Aim of the task = In the excerpt below about comic convention floor space, recast the paragraph that begins "NYCC uses the entire exhibition space" as a short bulleted list that keeps its main facts.

Excerpted passage =
“What?  Is he nuts?  NYCC is bursting at the seams!  130,000 attendees.  Massive crowds!  Sold out weeks in advance!  Crazy media coverage!”

Yes, but there’s one metric which is very important.  It’s a concern at New York, it’s a political football in San Diego, and it will soon be a concern for other large shows:

square footage of exhibition space

That’s what drives Preview Nights, ticket sales, social media; and which funds the show.  (The exhibitors rent space from the show.)  A publisher doesn’t have a booth?  Creator with 300,000 followers says she’ll be in Artist Alley?  Exclusive swag?

That is how C2E2 is bigger than NYCC:  the square footage of the show floor.

NYCC uses the entire exhibition space on the third floor of the Javits center.  Let’s add halls 1B (used last year for fan groups and autographing), 1C (used for the stockyards in the morning, as fans line up to get in, and panel overflow) and the North Hall (Artists Alley).

Rows =
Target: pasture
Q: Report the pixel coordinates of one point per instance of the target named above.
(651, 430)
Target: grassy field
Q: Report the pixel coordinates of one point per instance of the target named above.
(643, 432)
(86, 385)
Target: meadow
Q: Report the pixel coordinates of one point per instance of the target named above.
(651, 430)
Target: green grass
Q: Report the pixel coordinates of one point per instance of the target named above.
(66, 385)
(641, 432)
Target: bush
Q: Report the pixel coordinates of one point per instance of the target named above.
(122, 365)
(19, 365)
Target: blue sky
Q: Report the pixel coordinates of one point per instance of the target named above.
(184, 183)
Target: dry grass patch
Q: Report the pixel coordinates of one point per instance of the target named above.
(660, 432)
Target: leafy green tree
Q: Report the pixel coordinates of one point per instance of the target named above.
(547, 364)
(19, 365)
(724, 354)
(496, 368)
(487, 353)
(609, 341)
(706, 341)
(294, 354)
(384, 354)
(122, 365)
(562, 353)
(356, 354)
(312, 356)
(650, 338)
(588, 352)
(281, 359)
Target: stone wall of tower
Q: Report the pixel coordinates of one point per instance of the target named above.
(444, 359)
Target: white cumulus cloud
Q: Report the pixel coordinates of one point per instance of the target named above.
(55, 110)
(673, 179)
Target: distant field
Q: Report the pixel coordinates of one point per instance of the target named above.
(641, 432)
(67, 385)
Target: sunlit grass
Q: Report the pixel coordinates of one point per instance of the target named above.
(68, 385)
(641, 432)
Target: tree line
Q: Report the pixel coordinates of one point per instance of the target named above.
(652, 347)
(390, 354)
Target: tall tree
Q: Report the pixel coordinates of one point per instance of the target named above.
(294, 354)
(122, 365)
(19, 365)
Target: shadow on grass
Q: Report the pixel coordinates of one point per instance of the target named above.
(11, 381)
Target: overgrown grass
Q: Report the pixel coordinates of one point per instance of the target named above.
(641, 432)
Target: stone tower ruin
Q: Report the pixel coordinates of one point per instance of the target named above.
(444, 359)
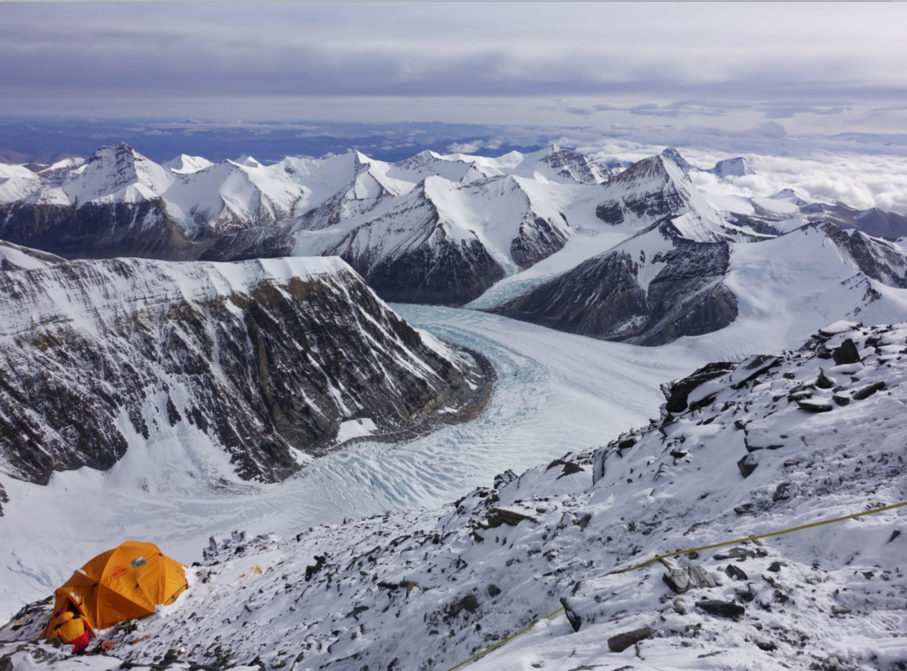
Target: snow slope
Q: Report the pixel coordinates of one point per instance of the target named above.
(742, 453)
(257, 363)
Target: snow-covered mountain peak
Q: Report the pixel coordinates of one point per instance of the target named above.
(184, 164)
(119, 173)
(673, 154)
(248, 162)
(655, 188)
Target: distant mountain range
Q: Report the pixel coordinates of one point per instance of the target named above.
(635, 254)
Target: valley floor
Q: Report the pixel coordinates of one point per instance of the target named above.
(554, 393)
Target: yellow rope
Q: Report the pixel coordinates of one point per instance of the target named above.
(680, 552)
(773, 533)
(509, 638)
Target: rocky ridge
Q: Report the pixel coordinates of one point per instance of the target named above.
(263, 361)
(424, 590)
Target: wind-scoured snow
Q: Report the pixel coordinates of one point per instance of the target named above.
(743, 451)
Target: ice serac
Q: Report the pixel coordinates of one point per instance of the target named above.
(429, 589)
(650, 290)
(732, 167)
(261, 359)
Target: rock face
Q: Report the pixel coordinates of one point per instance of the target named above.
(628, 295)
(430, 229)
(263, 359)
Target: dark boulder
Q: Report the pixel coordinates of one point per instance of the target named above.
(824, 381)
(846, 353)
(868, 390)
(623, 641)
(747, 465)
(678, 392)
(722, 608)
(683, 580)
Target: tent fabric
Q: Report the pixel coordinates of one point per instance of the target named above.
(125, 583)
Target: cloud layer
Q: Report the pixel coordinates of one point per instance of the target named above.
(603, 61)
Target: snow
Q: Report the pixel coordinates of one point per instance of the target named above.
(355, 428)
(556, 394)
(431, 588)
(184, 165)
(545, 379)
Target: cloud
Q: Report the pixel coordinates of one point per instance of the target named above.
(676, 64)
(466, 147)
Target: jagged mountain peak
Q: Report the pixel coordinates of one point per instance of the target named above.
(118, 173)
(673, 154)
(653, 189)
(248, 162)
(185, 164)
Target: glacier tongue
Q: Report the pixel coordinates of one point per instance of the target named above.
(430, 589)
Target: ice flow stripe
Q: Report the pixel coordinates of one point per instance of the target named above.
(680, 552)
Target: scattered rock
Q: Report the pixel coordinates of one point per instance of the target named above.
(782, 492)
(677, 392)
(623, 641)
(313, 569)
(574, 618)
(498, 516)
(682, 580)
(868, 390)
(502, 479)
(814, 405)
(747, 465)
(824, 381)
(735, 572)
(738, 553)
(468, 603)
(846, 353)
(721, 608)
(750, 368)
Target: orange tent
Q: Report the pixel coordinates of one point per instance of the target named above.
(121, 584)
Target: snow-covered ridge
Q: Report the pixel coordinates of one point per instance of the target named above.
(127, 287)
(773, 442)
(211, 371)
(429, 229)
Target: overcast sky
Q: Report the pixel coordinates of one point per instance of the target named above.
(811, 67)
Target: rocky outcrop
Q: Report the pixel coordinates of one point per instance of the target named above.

Reply =
- NYCC uses all of the exhibition space on the third floor of the Javits Center.
- Halls to add:
  - 1B: used last year for fan groups and autographing
  - 1C: used in the morning as stockyards for fans lining up to get in, and for panel overflow
  - North Hall: Artists Alley